• _Exercise directions_
Every line below that holds the string "this" should be copied.

[Stored records]
====================

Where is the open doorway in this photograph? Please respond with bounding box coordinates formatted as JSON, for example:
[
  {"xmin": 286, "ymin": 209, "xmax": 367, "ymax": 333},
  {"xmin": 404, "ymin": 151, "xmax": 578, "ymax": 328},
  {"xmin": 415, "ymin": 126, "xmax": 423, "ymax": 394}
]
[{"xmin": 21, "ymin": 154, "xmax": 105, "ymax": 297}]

====================

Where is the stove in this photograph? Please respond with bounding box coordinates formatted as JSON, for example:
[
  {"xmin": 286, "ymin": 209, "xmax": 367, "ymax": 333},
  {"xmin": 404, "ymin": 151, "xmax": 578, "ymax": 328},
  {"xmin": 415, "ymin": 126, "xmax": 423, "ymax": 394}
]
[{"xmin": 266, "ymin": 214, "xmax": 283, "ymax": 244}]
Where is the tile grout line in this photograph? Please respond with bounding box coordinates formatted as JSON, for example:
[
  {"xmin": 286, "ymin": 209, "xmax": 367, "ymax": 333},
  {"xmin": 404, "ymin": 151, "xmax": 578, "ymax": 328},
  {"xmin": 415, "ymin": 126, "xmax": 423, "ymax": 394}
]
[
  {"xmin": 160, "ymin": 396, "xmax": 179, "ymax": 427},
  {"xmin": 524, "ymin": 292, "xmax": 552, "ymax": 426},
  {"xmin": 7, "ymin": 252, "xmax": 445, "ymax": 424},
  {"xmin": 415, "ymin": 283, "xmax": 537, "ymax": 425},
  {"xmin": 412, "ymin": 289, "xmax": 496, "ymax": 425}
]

====================

• _Final answer_
Where is the open doorway in this photograph? Please respond with bounding box coordinates formatted as JSON, for example:
Where is the stove in this photograph? Please respond with bounding box coordinates formatted as JSON, for example:
Where is the tile grout line in this photograph? Please respond with bounding box coordinates formatted as JSON, for example:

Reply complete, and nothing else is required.